Single‐crystal structure of compound [K(crypt‐222)]3[Sb(AuMe)4]⋅py (1). Top: asymmetric unit, indicating the accommodation of the anionic complex between three cations and one solvent molecule. Bottom: structure of the anion with space‐filling model superimposed. Selected interatomic distances [Å] and angles [°]: Sb–Au 2.5923(9)–2.6080(10), Au–C 2.097(11)–2.121(9); Au–Sb–Au 101.78(3)–115.84(3), Sb–Au–C 174.4(4)–179.1(3).

In the anion of 1, a central μ4‐Sb atom possesses an idealized tetrahedral environment by the linearly coordinated Au atoms of four {AuMe} complex fragments. However, the Au–Sb1–Au angles actually indicate a certain degree of distortion. Quantum chemical calculations (see below) rationalize that this is due soft vibrational modes, and thus a high flexibility of the molecule as a whole that adopts a shape that fits best to the cation environment.

■ **Provided records**
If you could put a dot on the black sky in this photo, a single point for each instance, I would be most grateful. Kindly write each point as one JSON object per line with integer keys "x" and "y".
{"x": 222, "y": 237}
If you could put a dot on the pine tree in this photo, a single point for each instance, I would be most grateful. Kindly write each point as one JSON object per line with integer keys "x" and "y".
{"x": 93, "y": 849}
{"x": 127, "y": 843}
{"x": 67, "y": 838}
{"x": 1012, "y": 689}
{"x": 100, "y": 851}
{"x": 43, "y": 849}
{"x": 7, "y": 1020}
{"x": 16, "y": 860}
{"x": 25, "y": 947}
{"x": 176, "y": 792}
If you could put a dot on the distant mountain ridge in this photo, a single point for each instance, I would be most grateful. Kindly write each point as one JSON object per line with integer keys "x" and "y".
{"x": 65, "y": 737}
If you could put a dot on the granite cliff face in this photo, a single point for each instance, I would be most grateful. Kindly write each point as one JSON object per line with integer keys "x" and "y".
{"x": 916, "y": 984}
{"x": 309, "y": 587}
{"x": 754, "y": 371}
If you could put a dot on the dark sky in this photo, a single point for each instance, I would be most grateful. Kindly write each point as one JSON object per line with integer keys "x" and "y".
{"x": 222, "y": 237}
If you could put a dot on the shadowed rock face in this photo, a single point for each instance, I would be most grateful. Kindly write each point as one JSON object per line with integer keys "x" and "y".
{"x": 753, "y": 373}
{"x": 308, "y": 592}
* * *
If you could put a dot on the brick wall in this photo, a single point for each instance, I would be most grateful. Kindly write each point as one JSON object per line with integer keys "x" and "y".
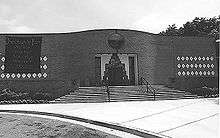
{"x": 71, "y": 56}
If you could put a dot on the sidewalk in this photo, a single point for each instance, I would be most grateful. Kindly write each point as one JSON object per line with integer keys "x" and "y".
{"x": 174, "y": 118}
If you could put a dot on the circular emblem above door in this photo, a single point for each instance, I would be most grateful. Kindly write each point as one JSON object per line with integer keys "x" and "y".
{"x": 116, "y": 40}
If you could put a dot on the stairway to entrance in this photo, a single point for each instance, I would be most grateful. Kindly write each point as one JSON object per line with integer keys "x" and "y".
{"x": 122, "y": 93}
--
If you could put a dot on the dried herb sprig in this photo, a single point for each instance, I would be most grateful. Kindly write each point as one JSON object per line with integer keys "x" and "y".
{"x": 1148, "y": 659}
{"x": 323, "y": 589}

■ **Work required**
Resume the description of the gold–antimony crystal structure with the sentences that would follow its last one.

■ **Task answer**
Indeed, only very few compounds have been described to date, in which a heavy (thus large) pnictogen atom acts as a μ4‐bridge to four free‐standing transition metal complex fragments that do not exhibit any further linkage of central and attached metal atoms, or among the attached metals atoms in cluster architectures. For Sb as the central atom, this was reported for two complexes only, [Sb{Fe(CO)4}4]3−  and [Sb{Co(CO)3PPh3}4]+, according to the CCDC data base (7/2021; see Figure 2), and besides one P‐centered and three N‐centered cations,[ , , ] this was not observed with Au complex fragments for any pnictogen atom so far. The rare observation of such complexes seemed to be due to rather labile bonding, which required kinetic stabilization by bulky complex fragments bearing four CO ligands or three CO and one PPh3 ligands, respectively. Beyond this background, the formation and crystallization of compound 1, with little steric shielding, is even more remarkable.

Figure 2

Molecular structures of the two literature‐known complexes of the type [Sb(ML )4] with free‐standing metal complex fragments {ML } μ4‐bridged by the Sb atom, [Sb{Fe(CO)4}4]3− (left) and [Sb{Co(CO)3PPh3}4]+ (right).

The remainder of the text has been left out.